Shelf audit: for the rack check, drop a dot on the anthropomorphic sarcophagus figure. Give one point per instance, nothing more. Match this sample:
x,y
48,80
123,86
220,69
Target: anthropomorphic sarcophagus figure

— STATED TASK —
Reproduce every line of the entries above word for word, in the same order.

— FINISHED ANSWER —
Shelf audit: for the rack check, drop a dot on the anthropomorphic sarcophagus figure. Give one point per instance, nothing more. Match this sample:
x,y
48,80
123,86
220,69
Target: anthropomorphic sarcophagus figure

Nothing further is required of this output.